- Born: 1955 Riyadh, Saudi Arabia
- Died: 25 July 2001 (aged 45–46) Riyadh, Saudi Arabia
- Burial: 25 July 2001 Al Oud cemetery, Riyadh
- Spouse: Nouf bint Khalid bin Abdullah Al Saud
- Issue: 4, including Prince Ahmed

Names
- Fahd bin Salman bin Abdulaziz bin Abdul Rahman bin Faisal Al Saud
- House: Al Saud
- Father: Salman bin Abdulaziz
- Mother: Sultana bint Turki Al Sudairi

= Fahd bin Salman Al Saud =

Saudi royal, businessman, and horse racer (1955–2001)

Fahd bin Salman Al Saud (فهد بن سلمان آل سعود; 1955 – 25 July 2001) was a Saudi royal, businessman, and thoroughbred racer. He was a son of King Salman and one of the grandsons of Saudi's founder King Abdulaziz.

■ **SUPPLIED INFORMATION**:
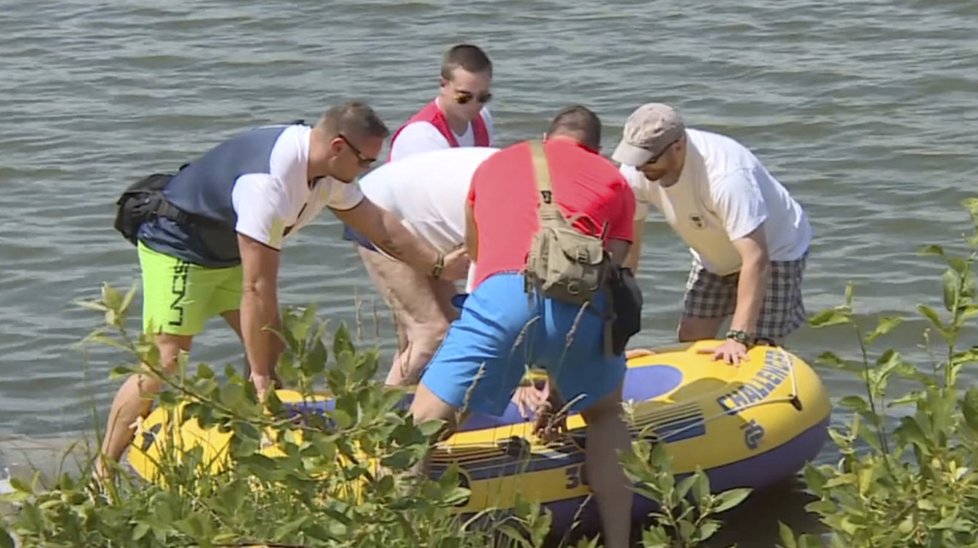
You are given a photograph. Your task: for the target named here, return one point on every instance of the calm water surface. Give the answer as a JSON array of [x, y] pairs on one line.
[[865, 110]]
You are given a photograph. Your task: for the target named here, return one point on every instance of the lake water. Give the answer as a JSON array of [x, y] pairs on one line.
[[865, 110]]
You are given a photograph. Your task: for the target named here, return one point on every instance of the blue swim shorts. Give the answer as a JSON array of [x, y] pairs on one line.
[[502, 331]]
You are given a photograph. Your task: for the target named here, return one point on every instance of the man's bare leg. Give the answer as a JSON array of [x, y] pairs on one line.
[[133, 400], [607, 435], [422, 311]]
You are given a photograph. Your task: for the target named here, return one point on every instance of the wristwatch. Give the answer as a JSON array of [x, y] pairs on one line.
[[439, 266], [742, 337]]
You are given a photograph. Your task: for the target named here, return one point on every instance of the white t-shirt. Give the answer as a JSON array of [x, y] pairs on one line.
[[427, 192], [423, 136], [723, 194], [271, 205]]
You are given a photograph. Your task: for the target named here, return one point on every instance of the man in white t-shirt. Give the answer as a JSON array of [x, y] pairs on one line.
[[458, 116], [213, 247], [748, 237], [427, 192]]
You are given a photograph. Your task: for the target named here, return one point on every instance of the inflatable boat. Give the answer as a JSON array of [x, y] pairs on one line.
[[748, 426]]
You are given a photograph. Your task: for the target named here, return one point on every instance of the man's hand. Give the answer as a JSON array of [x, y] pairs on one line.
[[456, 265], [546, 406], [730, 351]]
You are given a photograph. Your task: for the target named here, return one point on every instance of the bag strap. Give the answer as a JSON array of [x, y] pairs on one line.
[[542, 175]]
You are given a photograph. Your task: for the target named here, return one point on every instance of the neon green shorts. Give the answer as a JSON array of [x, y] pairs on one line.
[[179, 297]]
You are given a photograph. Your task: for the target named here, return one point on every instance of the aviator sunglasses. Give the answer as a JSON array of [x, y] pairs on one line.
[[463, 97]]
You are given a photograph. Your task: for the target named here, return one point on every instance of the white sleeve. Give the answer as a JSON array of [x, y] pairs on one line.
[[490, 129], [261, 204], [342, 196], [739, 203], [640, 187], [417, 137]]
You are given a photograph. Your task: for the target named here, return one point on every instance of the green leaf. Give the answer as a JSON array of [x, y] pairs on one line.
[[342, 418], [950, 281], [140, 530], [342, 341], [965, 356], [885, 325], [787, 535], [285, 531], [656, 536], [854, 403], [969, 407], [912, 432], [728, 499], [708, 529], [6, 541]]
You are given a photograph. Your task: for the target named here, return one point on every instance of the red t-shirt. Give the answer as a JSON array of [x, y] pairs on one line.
[[504, 198]]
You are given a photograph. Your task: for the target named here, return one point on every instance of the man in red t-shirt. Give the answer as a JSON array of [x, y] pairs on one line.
[[502, 329]]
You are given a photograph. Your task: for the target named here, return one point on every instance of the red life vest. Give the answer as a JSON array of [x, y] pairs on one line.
[[434, 116]]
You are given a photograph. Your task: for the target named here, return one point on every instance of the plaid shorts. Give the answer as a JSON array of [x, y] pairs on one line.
[[711, 296]]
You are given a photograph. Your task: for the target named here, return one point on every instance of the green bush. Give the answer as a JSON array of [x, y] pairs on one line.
[[908, 468], [325, 489]]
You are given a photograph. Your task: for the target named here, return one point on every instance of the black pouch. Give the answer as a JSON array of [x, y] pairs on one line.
[[625, 304], [142, 201]]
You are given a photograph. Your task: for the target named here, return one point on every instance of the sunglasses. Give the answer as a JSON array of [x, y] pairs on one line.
[[463, 97], [661, 153], [362, 159]]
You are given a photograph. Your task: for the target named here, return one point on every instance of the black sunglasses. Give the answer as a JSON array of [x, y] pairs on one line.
[[463, 97], [665, 149], [362, 159]]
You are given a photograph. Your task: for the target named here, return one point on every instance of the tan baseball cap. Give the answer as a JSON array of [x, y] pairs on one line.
[[648, 131]]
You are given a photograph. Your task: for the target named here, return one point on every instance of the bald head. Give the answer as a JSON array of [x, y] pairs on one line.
[[354, 119], [579, 123]]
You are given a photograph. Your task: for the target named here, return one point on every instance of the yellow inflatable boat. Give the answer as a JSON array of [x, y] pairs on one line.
[[747, 426]]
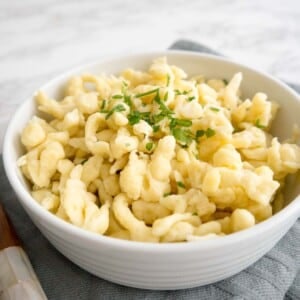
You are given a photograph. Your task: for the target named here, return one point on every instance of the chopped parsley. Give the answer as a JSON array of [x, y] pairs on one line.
[[180, 184], [135, 116], [208, 133], [155, 128], [149, 146], [200, 133], [183, 136], [117, 108]]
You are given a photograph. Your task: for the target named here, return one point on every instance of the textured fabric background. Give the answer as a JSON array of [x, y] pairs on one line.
[[275, 276]]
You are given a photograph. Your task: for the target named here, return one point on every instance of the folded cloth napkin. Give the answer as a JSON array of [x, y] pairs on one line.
[[275, 276]]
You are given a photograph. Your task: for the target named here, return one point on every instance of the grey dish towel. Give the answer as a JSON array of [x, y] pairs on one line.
[[275, 276]]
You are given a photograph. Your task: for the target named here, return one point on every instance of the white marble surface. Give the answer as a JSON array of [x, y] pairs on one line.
[[40, 39]]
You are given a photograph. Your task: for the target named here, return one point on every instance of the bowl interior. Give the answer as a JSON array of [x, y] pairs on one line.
[[193, 64]]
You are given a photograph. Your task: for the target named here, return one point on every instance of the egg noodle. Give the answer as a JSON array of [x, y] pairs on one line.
[[156, 156]]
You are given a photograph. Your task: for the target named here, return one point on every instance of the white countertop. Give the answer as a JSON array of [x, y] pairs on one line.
[[40, 39]]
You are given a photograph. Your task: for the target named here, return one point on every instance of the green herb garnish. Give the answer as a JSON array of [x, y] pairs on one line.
[[149, 146], [183, 136], [155, 128], [180, 184], [135, 116], [117, 108], [200, 133]]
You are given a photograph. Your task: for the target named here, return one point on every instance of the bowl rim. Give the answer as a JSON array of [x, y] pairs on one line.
[[27, 201]]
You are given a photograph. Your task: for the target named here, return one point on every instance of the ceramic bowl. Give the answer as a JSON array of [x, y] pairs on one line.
[[162, 266]]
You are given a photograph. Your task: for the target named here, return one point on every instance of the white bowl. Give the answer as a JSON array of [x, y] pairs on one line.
[[162, 266]]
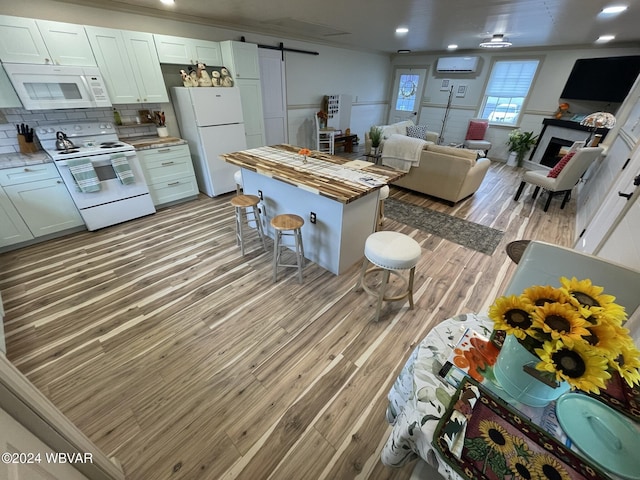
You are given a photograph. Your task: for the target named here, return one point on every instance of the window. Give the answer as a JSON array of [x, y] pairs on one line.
[[507, 90]]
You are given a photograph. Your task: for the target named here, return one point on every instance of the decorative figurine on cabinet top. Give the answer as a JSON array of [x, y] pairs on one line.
[[225, 78]]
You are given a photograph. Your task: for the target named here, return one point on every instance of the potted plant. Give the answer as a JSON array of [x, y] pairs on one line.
[[375, 134], [520, 143]]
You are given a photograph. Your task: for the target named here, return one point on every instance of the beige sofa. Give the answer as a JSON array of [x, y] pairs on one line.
[[399, 128], [448, 173]]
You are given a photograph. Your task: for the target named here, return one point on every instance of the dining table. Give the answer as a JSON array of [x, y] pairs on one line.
[[434, 416]]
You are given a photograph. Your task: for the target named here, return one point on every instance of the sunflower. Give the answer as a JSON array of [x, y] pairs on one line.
[[495, 436], [520, 468], [545, 466], [579, 366], [605, 339], [590, 297], [539, 295], [561, 321], [627, 363], [513, 315]]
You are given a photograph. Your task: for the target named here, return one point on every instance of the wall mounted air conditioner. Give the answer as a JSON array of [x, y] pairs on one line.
[[457, 64]]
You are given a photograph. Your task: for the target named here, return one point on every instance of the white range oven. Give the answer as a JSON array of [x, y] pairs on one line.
[[98, 158]]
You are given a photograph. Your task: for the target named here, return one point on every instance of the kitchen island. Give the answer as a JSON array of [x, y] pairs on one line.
[[342, 195]]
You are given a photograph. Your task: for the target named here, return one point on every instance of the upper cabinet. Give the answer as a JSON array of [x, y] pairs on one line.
[[129, 64], [187, 51], [8, 96], [25, 40], [241, 59]]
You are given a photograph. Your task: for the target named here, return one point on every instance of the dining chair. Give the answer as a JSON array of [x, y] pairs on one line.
[[567, 175]]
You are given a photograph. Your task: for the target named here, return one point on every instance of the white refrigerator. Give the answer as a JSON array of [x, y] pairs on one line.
[[210, 120]]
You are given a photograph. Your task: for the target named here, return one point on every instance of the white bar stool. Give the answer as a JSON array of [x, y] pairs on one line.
[[237, 176], [282, 224], [389, 252], [249, 205]]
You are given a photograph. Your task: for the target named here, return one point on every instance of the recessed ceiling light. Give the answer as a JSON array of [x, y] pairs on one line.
[[614, 9], [497, 41], [605, 38]]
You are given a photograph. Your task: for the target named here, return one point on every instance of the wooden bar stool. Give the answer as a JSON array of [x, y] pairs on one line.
[[389, 252], [237, 176], [249, 205], [287, 224]]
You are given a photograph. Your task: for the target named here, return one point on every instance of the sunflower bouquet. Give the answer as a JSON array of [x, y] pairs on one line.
[[575, 330]]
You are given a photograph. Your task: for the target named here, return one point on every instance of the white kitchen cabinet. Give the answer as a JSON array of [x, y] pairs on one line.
[[251, 98], [12, 227], [67, 43], [187, 51], [41, 199], [242, 60], [8, 96], [169, 174], [26, 40], [129, 64], [21, 41]]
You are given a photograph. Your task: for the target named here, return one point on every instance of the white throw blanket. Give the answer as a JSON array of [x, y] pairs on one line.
[[402, 152]]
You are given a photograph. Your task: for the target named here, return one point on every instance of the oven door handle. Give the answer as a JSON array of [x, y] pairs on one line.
[[103, 159]]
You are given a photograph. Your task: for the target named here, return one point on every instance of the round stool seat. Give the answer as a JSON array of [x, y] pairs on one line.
[[287, 221], [238, 177], [245, 201], [392, 250]]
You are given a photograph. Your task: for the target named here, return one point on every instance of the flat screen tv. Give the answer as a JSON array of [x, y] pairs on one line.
[[606, 79]]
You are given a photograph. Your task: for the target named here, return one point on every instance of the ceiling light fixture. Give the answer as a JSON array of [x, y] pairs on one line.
[[614, 9], [497, 41], [605, 38]]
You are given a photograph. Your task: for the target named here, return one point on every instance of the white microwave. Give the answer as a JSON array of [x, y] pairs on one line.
[[47, 87]]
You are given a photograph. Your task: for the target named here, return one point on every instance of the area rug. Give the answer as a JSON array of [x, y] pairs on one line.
[[468, 234]]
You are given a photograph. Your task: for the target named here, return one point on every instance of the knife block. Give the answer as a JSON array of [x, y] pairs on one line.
[[26, 147]]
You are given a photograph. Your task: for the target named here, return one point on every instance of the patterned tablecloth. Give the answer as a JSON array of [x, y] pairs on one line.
[[420, 397]]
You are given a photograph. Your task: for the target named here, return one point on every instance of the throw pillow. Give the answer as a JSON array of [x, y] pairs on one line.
[[477, 129], [417, 131], [555, 171]]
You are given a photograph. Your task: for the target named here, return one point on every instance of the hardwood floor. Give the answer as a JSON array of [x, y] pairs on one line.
[[183, 360]]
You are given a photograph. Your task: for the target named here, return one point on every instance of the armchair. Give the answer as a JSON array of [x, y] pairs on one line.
[[565, 180]]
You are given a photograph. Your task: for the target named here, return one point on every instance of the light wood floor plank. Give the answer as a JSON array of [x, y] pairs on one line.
[[185, 361]]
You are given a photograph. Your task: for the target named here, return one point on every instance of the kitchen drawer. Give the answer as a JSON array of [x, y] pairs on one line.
[[31, 173], [174, 190], [166, 169]]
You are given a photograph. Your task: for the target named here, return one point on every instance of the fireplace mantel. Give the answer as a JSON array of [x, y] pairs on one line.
[[560, 129]]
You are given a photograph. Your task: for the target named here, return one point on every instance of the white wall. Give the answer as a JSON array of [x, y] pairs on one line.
[[556, 64], [364, 75]]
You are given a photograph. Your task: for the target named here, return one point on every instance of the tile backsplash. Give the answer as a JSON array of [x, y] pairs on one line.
[[16, 116]]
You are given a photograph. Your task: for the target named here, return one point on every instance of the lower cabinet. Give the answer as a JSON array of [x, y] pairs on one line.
[[34, 202], [169, 174]]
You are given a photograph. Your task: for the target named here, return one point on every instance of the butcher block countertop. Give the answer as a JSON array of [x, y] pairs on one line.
[[153, 141], [327, 175]]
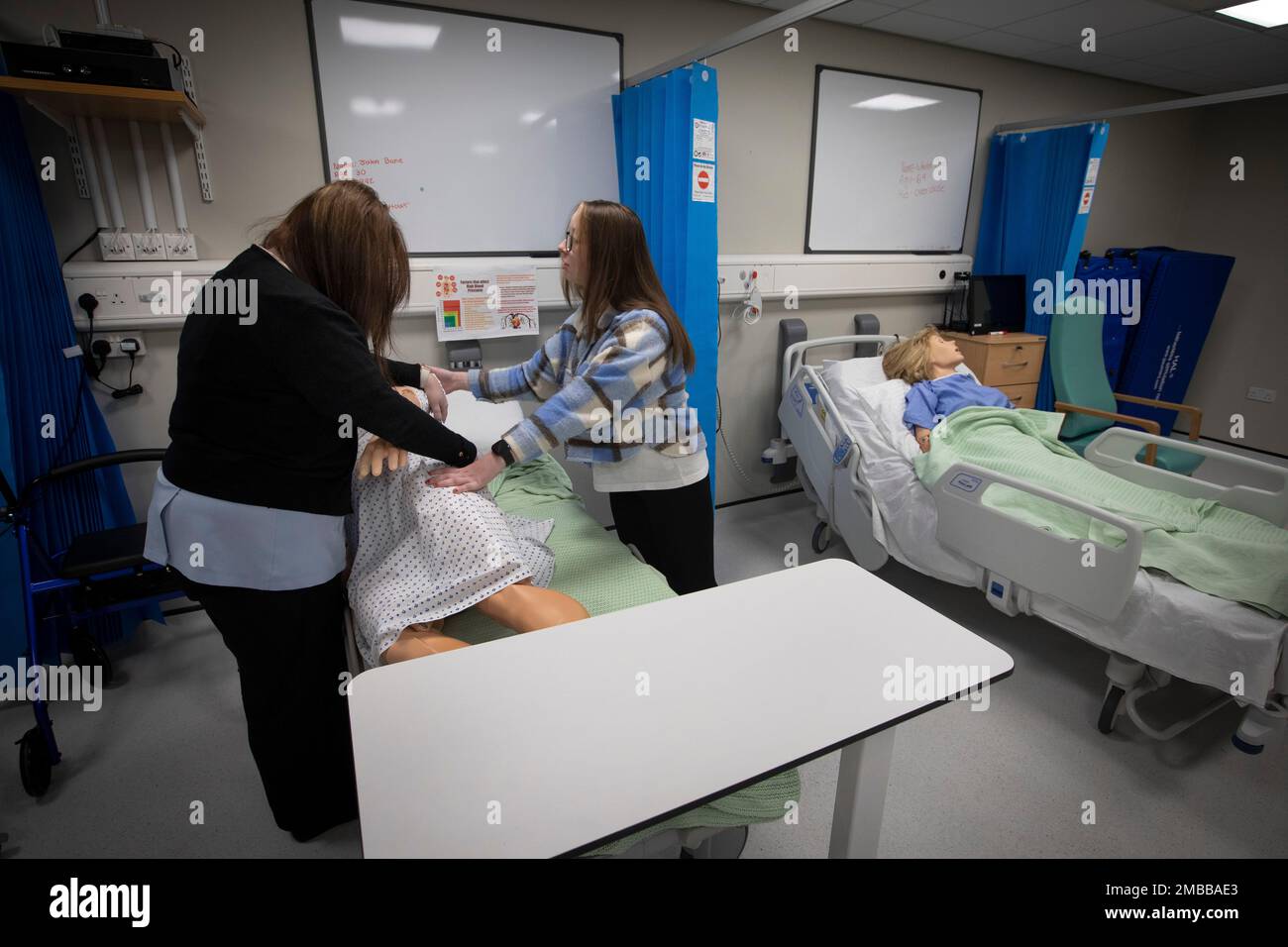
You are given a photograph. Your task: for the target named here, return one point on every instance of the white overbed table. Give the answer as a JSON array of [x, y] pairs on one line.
[[558, 741]]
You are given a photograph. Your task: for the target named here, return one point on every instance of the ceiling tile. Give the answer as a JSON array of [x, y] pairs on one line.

■ **INSTRUCTIONS**:
A: According to the profile of Fahd bin Salman, who was his spouse?
B: Please reproduce, word for word, the part of the Fahd bin Salman profile that opens with the words containing "Fahd bin Salman Al Saud (فهد" and closes with "founder King Abdulaziz.".

■ **TASK RESPONSES**:
A: Nouf bint Khalid bin Abdullah Al Saud

B:
Fahd bin Salman Al Saud (فهد بن سلمان آل سعود; 1955 – 25 July 2001) was a Saudi royal, businessman, and thoroughbred racer. He was a son of King Salman and one of the grandsons of Saudi's founder King Abdulaziz.